A Lawsuit Brought by Victims of a Government Study Unearthed by Reverby was Dismissed this Week

June 17, 2013

In 2009, Susan Reverby, Marion Butler McLean Professor in the History of Ideas and Professor of Women’s and Gender Studies, In 2009, uncovered government records which showed that thousands of Guatemalans were intentionally infected with STDs in the 1940s by US public health researchers. A year ago, a US District Court ruled the United States was protected under two immunity laws and dismissed the case. An appeal against the US government was dismissed this week.

Over 1300 people, including soldiers, inmates, sex workers, mental health patients, and schoolchildren, were deliberately infected with syphilis and other sexually transmitted diseases. Read "Guatemalan syphilis victims lose hope in legal battle against US" in the Christian Science Monitor.

········

Actions to take:
**A)** According to the news item about the dismissed Guatemala lawsuit, how many people were deliberately infected with syphilis and other sexually transmitted diseases?
**B)** Carry on the news item about the dismissed Guatemala lawsuit, starting after its last sentence.

(Items stored from a collection)

········

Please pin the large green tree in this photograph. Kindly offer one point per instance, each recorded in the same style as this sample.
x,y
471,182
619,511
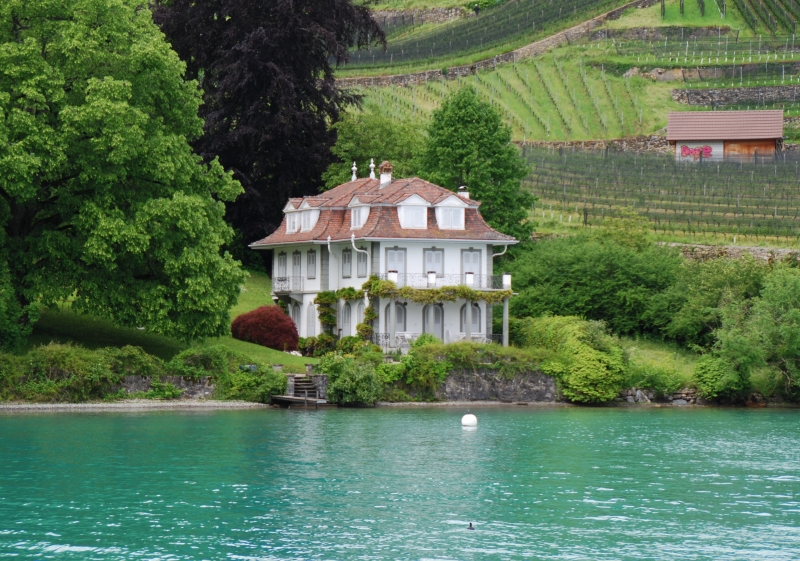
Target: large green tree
x,y
101,197
468,144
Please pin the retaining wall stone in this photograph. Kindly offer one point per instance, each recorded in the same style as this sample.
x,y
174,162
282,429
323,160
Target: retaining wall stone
x,y
489,385
528,51
200,388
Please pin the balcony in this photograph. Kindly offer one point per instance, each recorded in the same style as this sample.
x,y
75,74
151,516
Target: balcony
x,y
403,339
287,284
421,280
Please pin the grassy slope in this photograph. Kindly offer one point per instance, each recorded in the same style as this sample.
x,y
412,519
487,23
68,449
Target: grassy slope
x,y
67,327
530,94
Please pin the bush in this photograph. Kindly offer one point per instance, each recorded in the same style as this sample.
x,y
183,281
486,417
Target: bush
x,y
267,326
57,374
662,380
223,366
318,346
590,366
350,382
594,278
715,378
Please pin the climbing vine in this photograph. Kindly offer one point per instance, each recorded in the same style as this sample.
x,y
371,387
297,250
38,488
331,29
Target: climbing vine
x,y
375,287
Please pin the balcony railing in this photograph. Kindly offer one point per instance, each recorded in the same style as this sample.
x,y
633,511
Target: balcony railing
x,y
287,284
420,280
403,339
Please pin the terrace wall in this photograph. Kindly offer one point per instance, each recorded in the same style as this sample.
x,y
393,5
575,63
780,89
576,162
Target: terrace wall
x,y
714,97
528,51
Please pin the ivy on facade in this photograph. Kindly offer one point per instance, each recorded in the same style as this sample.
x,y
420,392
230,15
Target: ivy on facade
x,y
375,287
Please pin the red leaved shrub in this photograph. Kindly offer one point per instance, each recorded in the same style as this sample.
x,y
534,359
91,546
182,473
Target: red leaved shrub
x,y
268,326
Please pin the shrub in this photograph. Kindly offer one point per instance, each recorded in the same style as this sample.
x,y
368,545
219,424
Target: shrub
x,y
662,380
318,346
57,373
590,365
350,382
267,326
715,378
597,279
223,366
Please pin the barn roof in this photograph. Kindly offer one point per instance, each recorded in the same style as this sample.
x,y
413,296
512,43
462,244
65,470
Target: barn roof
x,y
725,125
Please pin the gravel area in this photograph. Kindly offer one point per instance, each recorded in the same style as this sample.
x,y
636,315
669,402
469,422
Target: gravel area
x,y
130,405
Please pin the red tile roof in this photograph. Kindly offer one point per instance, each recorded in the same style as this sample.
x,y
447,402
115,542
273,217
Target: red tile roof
x,y
383,221
725,125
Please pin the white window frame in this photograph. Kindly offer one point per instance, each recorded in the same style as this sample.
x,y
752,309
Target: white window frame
x,y
450,218
282,264
361,260
311,264
425,252
347,264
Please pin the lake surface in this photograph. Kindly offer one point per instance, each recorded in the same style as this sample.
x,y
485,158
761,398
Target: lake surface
x,y
551,483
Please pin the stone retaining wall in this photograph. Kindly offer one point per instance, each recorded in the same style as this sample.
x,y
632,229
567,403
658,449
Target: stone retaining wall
x,y
490,385
683,396
736,96
539,47
654,143
389,18
201,388
699,252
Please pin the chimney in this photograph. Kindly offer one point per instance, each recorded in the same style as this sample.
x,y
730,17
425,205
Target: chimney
x,y
386,174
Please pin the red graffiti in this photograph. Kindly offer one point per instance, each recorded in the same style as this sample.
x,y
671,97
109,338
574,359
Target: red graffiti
x,y
705,151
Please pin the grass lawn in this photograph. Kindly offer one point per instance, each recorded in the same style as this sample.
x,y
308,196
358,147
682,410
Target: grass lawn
x,y
65,326
662,354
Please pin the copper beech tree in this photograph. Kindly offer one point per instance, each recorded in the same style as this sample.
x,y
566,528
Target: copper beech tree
x,y
266,71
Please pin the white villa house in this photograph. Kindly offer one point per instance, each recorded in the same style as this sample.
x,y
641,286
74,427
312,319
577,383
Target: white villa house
x,y
405,230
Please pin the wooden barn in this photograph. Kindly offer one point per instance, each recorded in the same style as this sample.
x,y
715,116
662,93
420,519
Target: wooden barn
x,y
718,135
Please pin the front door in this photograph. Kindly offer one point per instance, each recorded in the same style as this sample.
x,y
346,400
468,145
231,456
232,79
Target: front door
x,y
396,261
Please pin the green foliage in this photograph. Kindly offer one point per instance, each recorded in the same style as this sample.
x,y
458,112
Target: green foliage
x,y
326,310
350,381
223,366
468,144
661,379
590,366
371,134
598,279
691,308
715,378
162,390
318,346
111,206
16,321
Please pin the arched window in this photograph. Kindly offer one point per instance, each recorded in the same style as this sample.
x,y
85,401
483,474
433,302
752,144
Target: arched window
x,y
436,328
476,318
311,321
400,318
296,316
346,313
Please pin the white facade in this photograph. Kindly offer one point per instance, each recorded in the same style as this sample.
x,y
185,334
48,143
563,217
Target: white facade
x,y
412,260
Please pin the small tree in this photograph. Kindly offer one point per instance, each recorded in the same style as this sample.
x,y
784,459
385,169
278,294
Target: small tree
x,y
468,144
268,326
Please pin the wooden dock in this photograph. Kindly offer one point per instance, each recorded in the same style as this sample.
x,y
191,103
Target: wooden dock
x,y
298,402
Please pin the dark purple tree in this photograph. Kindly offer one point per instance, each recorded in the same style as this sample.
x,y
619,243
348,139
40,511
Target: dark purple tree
x,y
266,70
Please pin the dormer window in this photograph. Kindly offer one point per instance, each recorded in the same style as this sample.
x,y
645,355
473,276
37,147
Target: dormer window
x,y
358,217
450,218
308,219
291,223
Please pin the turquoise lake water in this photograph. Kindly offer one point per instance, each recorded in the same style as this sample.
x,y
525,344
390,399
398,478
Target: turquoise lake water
x,y
551,483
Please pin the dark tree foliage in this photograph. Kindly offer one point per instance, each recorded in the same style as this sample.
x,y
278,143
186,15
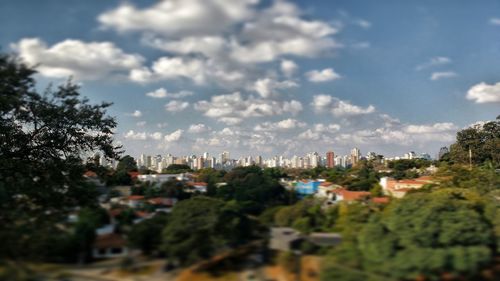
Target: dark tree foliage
x,y
423,236
483,142
253,189
200,227
147,235
43,141
176,169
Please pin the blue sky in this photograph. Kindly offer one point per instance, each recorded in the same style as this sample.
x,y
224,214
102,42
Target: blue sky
x,y
270,77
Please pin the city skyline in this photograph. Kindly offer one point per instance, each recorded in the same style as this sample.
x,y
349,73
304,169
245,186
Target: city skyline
x,y
270,77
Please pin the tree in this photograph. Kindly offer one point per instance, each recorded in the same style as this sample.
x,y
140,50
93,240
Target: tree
x,y
127,164
253,189
483,141
147,234
427,235
201,226
43,141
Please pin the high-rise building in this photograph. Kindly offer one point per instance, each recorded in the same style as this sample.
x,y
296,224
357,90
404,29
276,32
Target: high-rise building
x,y
330,159
355,156
442,151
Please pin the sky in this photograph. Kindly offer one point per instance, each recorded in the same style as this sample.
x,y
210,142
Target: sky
x,y
259,77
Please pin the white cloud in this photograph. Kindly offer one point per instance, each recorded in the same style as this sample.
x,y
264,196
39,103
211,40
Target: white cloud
x,y
174,136
266,87
324,75
156,135
163,93
344,108
195,69
83,60
136,113
442,75
286,124
176,106
321,102
435,61
236,106
135,135
495,21
338,107
288,67
173,17
430,129
132,135
484,93
198,128
364,23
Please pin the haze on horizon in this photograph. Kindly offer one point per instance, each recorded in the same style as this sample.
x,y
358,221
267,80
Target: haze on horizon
x,y
270,77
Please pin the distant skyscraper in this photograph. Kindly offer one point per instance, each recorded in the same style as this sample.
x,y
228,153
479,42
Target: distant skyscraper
x,y
330,159
355,156
442,151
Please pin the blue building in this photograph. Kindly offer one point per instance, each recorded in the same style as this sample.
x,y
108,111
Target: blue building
x,y
304,188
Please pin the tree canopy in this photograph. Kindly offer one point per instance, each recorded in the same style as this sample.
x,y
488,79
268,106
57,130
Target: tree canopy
x,y
44,139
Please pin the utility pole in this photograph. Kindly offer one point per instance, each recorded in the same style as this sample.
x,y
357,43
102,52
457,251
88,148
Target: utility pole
x,y
470,158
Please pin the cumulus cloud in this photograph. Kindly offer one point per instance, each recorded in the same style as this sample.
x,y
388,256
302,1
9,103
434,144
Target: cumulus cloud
x,y
484,93
338,107
237,106
132,135
176,106
173,17
288,67
82,60
174,136
324,75
442,75
267,87
198,128
434,61
286,124
495,21
136,113
163,93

········

Answers to the problems:
**A)** Over 1300 people were deliberately infected.

**B)**
Reverby found the records while researching a similar study conducted in Tuskgee, Alabama, that left hundreds of African American men deliberately untreated for syphilis until the study ended in 1972. Her book, Examining Tuskegee: The Infamous Syphilis Study and Its Legacy (University of North Carolina Press, 2009), details the study’s racist history, explains how people experienced it, and why the doctors thought it was the right thing to do.

Susan Reverby is a historian of American health care, women, race, and public health with a focus is on equality and ethics.